WHAT THE EXERCISE ASKS:
Copy out the lines of the records starting with the line that contains "Target: haze over mountain" and going on through the end of the records, both ends included, without changing anything.

Entries for pointing to named objects:
# # # # #
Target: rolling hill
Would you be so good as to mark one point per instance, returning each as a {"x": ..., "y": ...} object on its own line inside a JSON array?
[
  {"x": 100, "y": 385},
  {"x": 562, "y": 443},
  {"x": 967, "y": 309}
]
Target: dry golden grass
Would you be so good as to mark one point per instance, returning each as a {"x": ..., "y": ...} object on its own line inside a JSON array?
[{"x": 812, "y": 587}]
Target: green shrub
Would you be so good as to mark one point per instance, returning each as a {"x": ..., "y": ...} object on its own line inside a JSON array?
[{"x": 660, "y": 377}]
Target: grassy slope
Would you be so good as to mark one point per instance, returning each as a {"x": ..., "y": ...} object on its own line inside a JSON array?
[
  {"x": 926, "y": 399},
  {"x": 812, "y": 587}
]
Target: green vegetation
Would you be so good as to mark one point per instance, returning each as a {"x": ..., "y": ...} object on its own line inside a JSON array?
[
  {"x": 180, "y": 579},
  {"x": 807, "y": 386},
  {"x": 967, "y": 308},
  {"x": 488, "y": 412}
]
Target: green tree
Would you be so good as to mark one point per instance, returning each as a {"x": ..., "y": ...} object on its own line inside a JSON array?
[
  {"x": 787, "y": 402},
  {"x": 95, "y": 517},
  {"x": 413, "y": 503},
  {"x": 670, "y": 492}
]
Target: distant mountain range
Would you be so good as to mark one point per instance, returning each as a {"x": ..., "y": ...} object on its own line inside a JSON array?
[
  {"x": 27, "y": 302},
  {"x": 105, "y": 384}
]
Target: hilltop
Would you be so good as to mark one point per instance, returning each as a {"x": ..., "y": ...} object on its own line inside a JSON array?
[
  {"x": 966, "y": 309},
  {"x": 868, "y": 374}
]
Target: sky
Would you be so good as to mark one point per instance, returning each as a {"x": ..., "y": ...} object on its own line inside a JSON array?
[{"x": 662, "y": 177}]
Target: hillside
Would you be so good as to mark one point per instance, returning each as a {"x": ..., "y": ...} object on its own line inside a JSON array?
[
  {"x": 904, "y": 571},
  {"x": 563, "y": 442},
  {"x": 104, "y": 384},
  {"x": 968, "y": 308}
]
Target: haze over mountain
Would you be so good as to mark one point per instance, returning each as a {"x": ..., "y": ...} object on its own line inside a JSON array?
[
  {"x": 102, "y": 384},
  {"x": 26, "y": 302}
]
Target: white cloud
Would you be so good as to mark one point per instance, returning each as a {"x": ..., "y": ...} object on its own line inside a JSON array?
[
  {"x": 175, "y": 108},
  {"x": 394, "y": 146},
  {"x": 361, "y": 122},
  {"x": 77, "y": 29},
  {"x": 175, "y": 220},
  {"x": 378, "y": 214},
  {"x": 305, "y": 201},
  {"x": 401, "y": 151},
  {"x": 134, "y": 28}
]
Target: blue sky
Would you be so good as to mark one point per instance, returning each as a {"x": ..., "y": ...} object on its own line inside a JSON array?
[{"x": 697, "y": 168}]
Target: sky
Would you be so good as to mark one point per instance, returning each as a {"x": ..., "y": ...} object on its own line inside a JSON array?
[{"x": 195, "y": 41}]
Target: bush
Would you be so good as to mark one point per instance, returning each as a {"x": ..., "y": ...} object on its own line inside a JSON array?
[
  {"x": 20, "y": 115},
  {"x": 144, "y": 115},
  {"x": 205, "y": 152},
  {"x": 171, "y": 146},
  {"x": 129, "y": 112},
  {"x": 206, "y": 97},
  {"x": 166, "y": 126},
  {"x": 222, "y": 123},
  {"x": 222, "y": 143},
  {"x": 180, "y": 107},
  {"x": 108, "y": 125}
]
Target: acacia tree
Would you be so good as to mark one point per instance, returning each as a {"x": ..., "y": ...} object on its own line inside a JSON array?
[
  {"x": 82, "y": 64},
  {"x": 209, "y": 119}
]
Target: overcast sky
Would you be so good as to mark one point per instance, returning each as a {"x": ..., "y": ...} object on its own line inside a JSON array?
# # # # #
CORRECT OUTPUT:
Target: haze over mountain
Would you be so good as to mark one point per instance, returning each as a {"x": ..., "y": ...} object on its own line inside a JSON array?
[
  {"x": 102, "y": 384},
  {"x": 26, "y": 302}
]
Target: white cloud
Would you be so good as to mark one point per instance, returning each as a {"x": ..., "y": ...} object on its own line inside a JSON array?
[
  {"x": 175, "y": 108},
  {"x": 394, "y": 146},
  {"x": 361, "y": 122},
  {"x": 77, "y": 29},
  {"x": 175, "y": 220},
  {"x": 378, "y": 214},
  {"x": 305, "y": 201},
  {"x": 401, "y": 151},
  {"x": 134, "y": 28}
]
Target: blue sky
Would you be so good as to mark one point per instance, returning each as a {"x": ..., "y": ...} object on its own line inside a JSON array?
[{"x": 697, "y": 168}]
Target: sky
Would you be so good as to mark one point per instance, returning each as a {"x": ..., "y": ...} object on its own line inside a JSON array?
[{"x": 195, "y": 41}]
Target: bush
Would you be so good as to mark one point per instance, returning each as a {"x": ..., "y": ...} object on its own line inside a JSON array?
[
  {"x": 20, "y": 115},
  {"x": 144, "y": 115},
  {"x": 205, "y": 152},
  {"x": 171, "y": 146},
  {"x": 129, "y": 112},
  {"x": 206, "y": 97},
  {"x": 166, "y": 126},
  {"x": 222, "y": 123},
  {"x": 222, "y": 143},
  {"x": 180, "y": 107},
  {"x": 108, "y": 125}
]
Target: acacia tree
Would you be so good as to mark one point per instance, returning each as a {"x": ..., "y": ...} object on its own line inside a JSON array?
[
  {"x": 82, "y": 64},
  {"x": 209, "y": 119}
]
Target: overcast sky
Would you be so good as to mark one point per instance, returning each as a {"x": ..., "y": ...} object on its own line inside a JSON array?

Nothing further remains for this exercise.